***** Text shown

Much has been written about the Shakespearian pantomime of the honest general seething with petty resentments and the honest minister, redolent in repose; both seemingly self-obsessed with their own imagery even as their institutions drift into dangerous waters. Despite recent efforts to cool tempers a little, the byzantine intrigue, the calculated media leaks, the bruising jousts from both sides leave no one in any doubt about the state of war within the Ministry of Defence, somewhat like a medieval court where intrigue plays at every turn and fortunes rise and fall every day depending on what is whispered in whose ears.
What began as a curious dispute over a birthday that could have been resolved over a cup of tea and some gracefulness turned first into an unprecedented civilian-military dispute and now eventually into a disturbing war within the Army itself, with aspersions being cast on not only on retired but serving officers by a sitting Army chief.
In the past, bitter civilian-military disputes like the one between General Thimayya and Krishna Menon were fought behind closed doors; General Rodrigues famously called foreign powers ‘bandicoots’ and asked for ‘good governance’ but then backed down when criticised in Parliament.
The current dispute though is of a totally different order. The timing of the Army Chief’s actions has raised more questions than answers. Even if the issues he has raised are serious, there is no doubt that the Army’s image and its reputation has been a casualty in this crossfire.
Irrespective of whichever side you are on, everyone agrees that this is a royal mess? Can there be an opportunity in this?
Yes, if the government and the prime minister are imaginative. At a deeper level, going beyond the personalities the current malaise is a symptom of the larger problem of higher defence management in India and a proactive Prime Minister would use this crisis to seize the initiative and take some bold measures.

**********
***** Material provided

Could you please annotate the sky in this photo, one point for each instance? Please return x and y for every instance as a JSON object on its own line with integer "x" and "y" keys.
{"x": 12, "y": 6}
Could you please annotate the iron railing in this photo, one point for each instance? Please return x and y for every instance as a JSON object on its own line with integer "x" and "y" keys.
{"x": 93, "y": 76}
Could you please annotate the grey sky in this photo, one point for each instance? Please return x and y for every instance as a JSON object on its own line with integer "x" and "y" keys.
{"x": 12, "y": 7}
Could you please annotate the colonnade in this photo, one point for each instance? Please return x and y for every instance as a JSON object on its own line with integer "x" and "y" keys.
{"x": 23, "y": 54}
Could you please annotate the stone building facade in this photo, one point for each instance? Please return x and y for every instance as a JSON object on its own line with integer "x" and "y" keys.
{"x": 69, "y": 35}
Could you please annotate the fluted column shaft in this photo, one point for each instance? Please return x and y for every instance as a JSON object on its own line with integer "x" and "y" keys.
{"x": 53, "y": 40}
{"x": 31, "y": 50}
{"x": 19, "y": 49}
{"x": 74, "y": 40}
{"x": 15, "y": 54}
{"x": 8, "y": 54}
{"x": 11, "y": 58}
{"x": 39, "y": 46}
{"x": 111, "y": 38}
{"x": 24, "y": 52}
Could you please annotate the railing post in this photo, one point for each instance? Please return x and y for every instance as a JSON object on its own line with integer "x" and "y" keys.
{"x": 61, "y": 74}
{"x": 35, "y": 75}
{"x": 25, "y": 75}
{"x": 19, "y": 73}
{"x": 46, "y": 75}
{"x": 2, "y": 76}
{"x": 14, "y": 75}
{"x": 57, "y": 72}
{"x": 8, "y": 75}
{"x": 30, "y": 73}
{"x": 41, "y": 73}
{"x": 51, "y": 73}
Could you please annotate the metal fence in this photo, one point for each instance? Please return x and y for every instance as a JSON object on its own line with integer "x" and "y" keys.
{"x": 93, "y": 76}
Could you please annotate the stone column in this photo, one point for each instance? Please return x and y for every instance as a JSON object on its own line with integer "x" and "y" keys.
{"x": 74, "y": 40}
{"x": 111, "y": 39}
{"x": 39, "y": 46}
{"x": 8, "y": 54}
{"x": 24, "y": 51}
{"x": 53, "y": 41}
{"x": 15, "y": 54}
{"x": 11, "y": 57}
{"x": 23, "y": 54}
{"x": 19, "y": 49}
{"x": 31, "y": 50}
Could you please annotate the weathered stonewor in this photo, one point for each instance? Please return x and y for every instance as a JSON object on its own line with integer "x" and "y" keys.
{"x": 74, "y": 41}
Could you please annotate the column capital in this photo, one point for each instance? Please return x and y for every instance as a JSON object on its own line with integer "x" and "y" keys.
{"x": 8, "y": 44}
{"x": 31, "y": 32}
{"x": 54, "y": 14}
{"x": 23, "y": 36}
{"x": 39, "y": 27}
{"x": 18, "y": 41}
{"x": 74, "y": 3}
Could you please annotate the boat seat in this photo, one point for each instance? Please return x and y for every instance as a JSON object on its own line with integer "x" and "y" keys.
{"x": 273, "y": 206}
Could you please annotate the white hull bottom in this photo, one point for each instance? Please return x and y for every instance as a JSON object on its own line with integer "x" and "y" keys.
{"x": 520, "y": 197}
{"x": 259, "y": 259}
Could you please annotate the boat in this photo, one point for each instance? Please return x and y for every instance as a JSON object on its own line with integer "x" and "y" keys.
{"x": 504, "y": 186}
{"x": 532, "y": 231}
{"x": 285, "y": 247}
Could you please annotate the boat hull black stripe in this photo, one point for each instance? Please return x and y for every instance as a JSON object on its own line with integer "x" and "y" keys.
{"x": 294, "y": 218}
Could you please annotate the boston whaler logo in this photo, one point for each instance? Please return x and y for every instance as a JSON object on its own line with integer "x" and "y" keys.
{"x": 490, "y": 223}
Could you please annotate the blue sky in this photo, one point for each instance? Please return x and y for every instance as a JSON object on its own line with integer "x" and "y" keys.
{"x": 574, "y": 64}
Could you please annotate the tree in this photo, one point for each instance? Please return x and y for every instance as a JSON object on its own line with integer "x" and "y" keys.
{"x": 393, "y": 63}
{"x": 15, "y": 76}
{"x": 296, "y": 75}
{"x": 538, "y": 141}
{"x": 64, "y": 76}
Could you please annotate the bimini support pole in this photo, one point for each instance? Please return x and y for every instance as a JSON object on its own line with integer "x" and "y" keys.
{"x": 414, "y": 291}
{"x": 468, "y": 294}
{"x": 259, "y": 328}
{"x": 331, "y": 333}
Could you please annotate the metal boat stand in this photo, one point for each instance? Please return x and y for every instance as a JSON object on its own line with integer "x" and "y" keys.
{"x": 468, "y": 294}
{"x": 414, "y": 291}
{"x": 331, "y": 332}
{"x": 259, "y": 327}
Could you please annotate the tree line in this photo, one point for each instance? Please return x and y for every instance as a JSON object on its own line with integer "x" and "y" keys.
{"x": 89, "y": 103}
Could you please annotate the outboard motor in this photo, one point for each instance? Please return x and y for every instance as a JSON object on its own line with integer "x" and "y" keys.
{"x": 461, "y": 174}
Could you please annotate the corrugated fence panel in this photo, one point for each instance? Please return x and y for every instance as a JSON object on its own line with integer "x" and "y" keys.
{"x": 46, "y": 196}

**********

> _Exercise requirements_
Can you give the commentary on the Defense Ministry feud again between "The current dispute" and "some bold measures.", inclusive, switching "crisis" to "upheaval"?

> _Task answer_
The current dispute though is of a totally different order. The timing of the Army Chief’s actions has raised more questions than answers. Even if the issues he has raised are serious, there is no doubt that the Army’s image and its reputation has been a casualty in this crossfire.
Irrespective of whichever side you are on, everyone agrees that this is a royal mess? Can there be an opportunity in this?
Yes, if the government and the prime minister are imaginative. At a deeper level, going beyond the personalities the current malaise is a symptom of the larger problem of higher defence management in India and a proactive Prime Minister would use this upheaval to seize the initiative and take some bold measures.